** BEGIN **
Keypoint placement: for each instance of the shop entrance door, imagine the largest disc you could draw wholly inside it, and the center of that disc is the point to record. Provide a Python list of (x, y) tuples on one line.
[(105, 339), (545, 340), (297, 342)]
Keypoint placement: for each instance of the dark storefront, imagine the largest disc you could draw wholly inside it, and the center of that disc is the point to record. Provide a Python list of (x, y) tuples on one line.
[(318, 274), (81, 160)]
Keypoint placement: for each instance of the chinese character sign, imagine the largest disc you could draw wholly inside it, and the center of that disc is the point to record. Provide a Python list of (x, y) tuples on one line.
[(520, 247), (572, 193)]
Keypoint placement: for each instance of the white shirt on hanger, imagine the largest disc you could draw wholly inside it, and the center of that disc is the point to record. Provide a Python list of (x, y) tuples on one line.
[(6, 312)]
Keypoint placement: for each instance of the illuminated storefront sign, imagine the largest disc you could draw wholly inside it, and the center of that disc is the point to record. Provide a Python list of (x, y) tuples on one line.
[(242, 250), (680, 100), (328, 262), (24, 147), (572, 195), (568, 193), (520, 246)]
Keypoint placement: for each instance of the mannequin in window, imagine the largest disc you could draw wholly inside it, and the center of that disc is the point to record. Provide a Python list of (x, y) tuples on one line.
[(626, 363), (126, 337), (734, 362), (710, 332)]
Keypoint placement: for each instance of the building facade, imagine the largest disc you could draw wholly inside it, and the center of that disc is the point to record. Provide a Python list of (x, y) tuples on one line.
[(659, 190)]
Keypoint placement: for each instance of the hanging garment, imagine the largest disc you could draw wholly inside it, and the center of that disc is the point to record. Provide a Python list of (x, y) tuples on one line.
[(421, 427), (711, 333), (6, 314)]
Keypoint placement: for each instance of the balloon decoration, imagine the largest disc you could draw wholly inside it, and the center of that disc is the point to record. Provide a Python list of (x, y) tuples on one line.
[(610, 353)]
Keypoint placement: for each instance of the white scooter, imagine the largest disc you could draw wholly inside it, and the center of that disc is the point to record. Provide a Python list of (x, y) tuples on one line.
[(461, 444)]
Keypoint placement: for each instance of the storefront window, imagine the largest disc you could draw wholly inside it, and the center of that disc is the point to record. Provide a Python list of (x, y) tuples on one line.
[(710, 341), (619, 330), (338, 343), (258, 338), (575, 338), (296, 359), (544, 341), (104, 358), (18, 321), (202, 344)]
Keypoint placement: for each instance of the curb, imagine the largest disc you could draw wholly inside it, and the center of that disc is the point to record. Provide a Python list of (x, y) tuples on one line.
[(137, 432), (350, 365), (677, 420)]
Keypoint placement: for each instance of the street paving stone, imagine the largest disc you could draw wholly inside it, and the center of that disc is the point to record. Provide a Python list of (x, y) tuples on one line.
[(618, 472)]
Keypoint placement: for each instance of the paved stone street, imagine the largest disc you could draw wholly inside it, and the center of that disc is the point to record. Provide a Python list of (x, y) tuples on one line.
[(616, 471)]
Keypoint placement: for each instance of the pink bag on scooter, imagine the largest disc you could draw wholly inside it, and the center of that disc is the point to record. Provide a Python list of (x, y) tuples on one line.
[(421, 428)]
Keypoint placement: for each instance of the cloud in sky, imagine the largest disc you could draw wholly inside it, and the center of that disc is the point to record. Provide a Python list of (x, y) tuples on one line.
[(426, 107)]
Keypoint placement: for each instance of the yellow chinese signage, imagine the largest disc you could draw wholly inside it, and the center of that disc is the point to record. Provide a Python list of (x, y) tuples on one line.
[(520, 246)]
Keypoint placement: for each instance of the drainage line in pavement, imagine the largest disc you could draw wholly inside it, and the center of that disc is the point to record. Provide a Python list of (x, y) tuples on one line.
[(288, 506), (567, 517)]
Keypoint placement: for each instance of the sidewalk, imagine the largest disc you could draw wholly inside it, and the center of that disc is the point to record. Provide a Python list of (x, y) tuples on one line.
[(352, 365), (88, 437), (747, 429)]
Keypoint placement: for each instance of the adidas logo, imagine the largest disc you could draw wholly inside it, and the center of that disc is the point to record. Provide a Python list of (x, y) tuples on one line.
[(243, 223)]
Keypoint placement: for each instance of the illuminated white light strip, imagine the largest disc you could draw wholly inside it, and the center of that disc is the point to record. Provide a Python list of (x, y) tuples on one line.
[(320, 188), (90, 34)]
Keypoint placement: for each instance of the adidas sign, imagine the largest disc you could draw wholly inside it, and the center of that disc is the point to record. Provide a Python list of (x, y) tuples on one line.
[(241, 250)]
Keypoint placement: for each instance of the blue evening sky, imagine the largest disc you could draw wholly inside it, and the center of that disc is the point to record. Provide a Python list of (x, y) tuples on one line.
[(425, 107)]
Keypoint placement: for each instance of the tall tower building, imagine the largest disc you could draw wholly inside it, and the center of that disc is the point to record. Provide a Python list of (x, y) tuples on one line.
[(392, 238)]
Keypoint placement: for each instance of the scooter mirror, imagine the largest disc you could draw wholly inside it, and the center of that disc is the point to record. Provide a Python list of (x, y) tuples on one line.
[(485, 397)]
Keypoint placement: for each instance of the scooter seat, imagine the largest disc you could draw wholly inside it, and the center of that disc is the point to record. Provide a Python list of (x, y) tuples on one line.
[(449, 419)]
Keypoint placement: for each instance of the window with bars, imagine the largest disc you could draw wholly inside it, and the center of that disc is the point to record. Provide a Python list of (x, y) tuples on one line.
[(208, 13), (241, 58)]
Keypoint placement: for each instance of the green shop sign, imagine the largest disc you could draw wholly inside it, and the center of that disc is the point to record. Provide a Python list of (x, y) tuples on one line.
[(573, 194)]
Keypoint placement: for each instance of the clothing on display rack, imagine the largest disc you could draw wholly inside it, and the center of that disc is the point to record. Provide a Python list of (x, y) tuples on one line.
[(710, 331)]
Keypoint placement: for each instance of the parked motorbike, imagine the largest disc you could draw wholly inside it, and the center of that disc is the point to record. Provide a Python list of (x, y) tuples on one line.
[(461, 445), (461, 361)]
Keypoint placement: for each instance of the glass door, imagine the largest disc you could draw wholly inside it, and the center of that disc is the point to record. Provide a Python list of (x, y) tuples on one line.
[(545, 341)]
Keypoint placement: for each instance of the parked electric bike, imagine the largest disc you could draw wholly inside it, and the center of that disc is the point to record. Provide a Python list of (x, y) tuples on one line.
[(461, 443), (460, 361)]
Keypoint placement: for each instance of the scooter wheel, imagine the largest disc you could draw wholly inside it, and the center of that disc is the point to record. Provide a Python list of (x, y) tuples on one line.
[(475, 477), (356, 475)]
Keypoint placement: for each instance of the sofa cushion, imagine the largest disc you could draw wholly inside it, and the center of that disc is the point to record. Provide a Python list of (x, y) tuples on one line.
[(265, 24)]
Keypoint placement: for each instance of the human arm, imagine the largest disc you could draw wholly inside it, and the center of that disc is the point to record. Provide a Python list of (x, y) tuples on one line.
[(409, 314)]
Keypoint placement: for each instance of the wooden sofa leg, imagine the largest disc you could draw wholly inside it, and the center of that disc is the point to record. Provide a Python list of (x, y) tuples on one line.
** END **
■ Problem details
Rewrite every entry with "largest disc" replaced by "largest circle", and change nothing else.

■ Reply to the task
Keypoint placement: for each instance of the shop entrance door, imagine the largest circle you could draw wholly inside it, and the center of that disc is the point to record. Provide a Python list of (x, y) tuples on one line.
[(105, 339), (545, 340), (297, 342)]
Keypoint placement: for each instance of the dark storefront, imagine the largest circle you could draw wholly inside it, and the center of that disc is the point to record. Provide a Python list of (x, y) tuples on one line.
[(318, 274), (81, 160)]
Keypoint placement: for each instance of the chinese character sign, imagine the largest circle you could draw wholly inside it, and the center of that disc is the point to record. Provide a Python list of (x, y) tuples on one line.
[(520, 247), (572, 193)]
Keypoint placement: for each instance of the white shirt on hanger, imagine the largest circle you could draw wholly inside it, and the center of that disc is the point to record. Provide a Python list of (x, y) tuples on one line.
[(6, 312)]
Keypoint placement: for each instance of the illuminated storefront sign, imagine the largest circle you could draw wholly inside it, and the center of that disc is the point to record. Provide a Python list of (x, y) tuples on one line.
[(242, 250), (680, 100), (328, 262), (24, 147), (572, 195), (568, 193), (520, 246)]
Keypoint placement: for each instance of the mannequin in window, imagine the largest circle you could draw wholly inside it, and the center of that disc is the point to record. Provide a Python list of (x, y) tuples on one line.
[(626, 363), (126, 337), (734, 362), (710, 332)]
Keypoint placement: for each instance of the building facade, imagine the largest circle you could draw wholly inside it, and the center of that disc is the point to record. Provide a Python list of (x, y) tuples on one line.
[(659, 190)]
Keypoint placement: for each instance of the hanging garment, imagine the largest circle you could draw wholly inside it, and the center of that disc is the point to record. Provide a Python list of (x, y) tuples on one line.
[(421, 427), (711, 333), (6, 314)]
Keypoint placement: for each instance of the balloon decoration, imagine the largest circle you could draw wholly inside it, and the center of that disc is the point to record. Provide a Python list of (x, y) tuples on one line.
[(610, 353)]
Keypoint placement: for each instance of the white scooter, imagine the largest circle you could draw wholly inside it, and the center of that disc is the point to record. Provide a Python list of (x, y) tuples on one line.
[(461, 444)]
Keypoint placement: for each instance of the storefront window, imagine the largest circle you could draw wholly inside it, and the center of that disc is the point to record. Provide a Python list of (x, y) tuples on one line.
[(710, 341), (619, 330), (338, 343), (258, 338), (575, 338), (296, 359), (544, 341), (104, 358), (18, 321), (202, 344)]
Keypoint placement: for each instance of the curb, imagine the largest circle you could draw wholly inside it, and the center of that disc is the point to record. Provide a Python list of (x, y) tuples on one line.
[(137, 432), (350, 365), (677, 420)]
Keypoint placement: for each instance of the street paving stone, imagine the largest circle you could draw wholly inside it, and the center of that disc is the point to record. Provide a Python list of (x, y) tuples on one line.
[(618, 472)]
Keypoint placement: for each instance of the paved stone street, imagine the largest circle you could draw wholly inside it, and the center of that disc is the point to record. Provide a Python list of (x, y) tuples on one line.
[(616, 471)]
Keypoint placement: for each instance of the pink bag on scooter, imagine the largest circle you could draw wholly inside it, and the center of that disc is the point to record. Provide a Python list of (x, y) tuples on one line.
[(421, 428)]
Keypoint placement: for each instance of the cloud in sky, imagine the largest circle you could draw wholly inside it, and the center of that disc is the point to record. Provide a Python list of (x, y) tuples on one line.
[(426, 107)]
Keypoint placement: for each instance of the yellow chinese signage, imagine the largest circle you could draw wholly inside it, and the center of that disc is the point to record. Provide a Python list of (x, y) tuples on one line.
[(520, 246)]
Keypoint placement: for each instance of the drainage line in pavement, imagine the largest circle you could draw wholly inside it, and the center of that disc is the point to record. Provide a Python list of (x, y) tuples on one line.
[(288, 506), (567, 517)]
Keypoint placement: for each instance of the sidewalk, imagine the largest circle you could draw wholly inside it, and the center of that disc is the point to record. Provide a Python list of (x, y) tuples on one line.
[(352, 365), (88, 437), (747, 429)]
Keypoint placement: for each instance of the adidas logo, imagine the largest circle you could draw wholly inside it, and the center of that disc is the point to record. Provide a Python list of (x, y) tuples on one line.
[(243, 223)]
Keypoint placement: for each instance of the illuminated white light strip, imagine the largest circle you could draw wholly inside it, and the center of that disc is the point to record. Provide a Python list of (x, y) tuples on one line.
[(320, 188), (90, 34)]
Keypoint placement: for each instance of the adidas sign, imagine the largest circle you could draw wholly inside it, and the center of that disc is the point to record. Provide a Python list of (x, y) tuples on one line.
[(241, 250)]
Keypoint placement: for each instance of the blue evening sky, imagine the largest circle you could draw wholly inside it, and the center of that disc is the point to record. Provide a Python list of (x, y) tuples on one line.
[(425, 107)]
Keypoint placement: for each instance of the tall tower building, imagine the largest circle you could draw wholly inside it, and the center of that disc is the point to record. Provide a Python list of (x, y) tuples on one line.
[(392, 238)]
Keypoint placement: for each instance of the scooter mirror, imagine the largest circle you could draw wholly inside it, and the center of that disc is the point to record. Provide a Python list of (x, y) tuples on one line.
[(485, 397)]
Keypoint placement: for each instance of the scooter seat, imagine the largest circle you could draw wholly inside it, and the center of that disc is the point to record. Provide a Python list of (x, y) tuples on one line.
[(449, 419)]
Keypoint placement: for each instance of the window with bars, imagine the largest circle you could draw wholly inside it, and the center of that disc is the point to record. Provide a Python list of (x, y) tuples on one line.
[(208, 13), (241, 58)]
Keypoint placement: for each instance of the green shop sign, imagine the largest circle you could draw wholly inside it, and the center of that disc is the point to record. Provide a Python list of (x, y) tuples on one line.
[(573, 194)]
Keypoint placement: for each instance of the clothing on display rack, imagine the largest circle you could draw wholly inside it, and the center of that disc is the point to record. Provide a Python list of (x, y) tuples on one line.
[(710, 331)]
Keypoint placement: for each instance of the parked motorbike, imagine the largest circle you could draw wholly inside it, and the center of that disc is the point to record. Provide a Python list of (x, y) tuples on one line.
[(461, 445), (461, 361)]
Keypoint placement: for each instance of the glass door, imagine the largest circle you could draw wholly inside it, and the center of that disc is the point to record. Provide a Python list of (x, y) tuples on one line.
[(545, 341)]
Keypoint placement: for each instance of the parked electric bike, imagine the largest circle you could draw wholly inside it, and the center of that disc is the point to record. Provide a Python list of (x, y) tuples on one line.
[(461, 443), (460, 361)]
Keypoint placement: for each instance of the scooter wheel, imagine the largest circle you could draw wholly inside it, and the center of that disc is the point to record. Provide a Python list of (x, y) tuples on one line.
[(475, 477), (356, 475)]
Keypoint placement: for each instance of the sofa cushion, imagine the largest circle you could draw wholly inside it, and the center of that disc is the point to record. Provide a Python list of (x, y) tuples on one line.
[(265, 24)]
Keypoint placement: for each instance of the human arm, imagine the largest circle you could draw wholly inside it, and the center of that disc is the point to record. Provide a Python list of (x, y) tuples on one line.
[(409, 314)]
Keypoint placement: for each instance of the wooden sofa leg, imagine the largest circle you could draw wholly inside it, and the center of that disc is the point to record. Provide a Python list of (x, y) tuples on one line.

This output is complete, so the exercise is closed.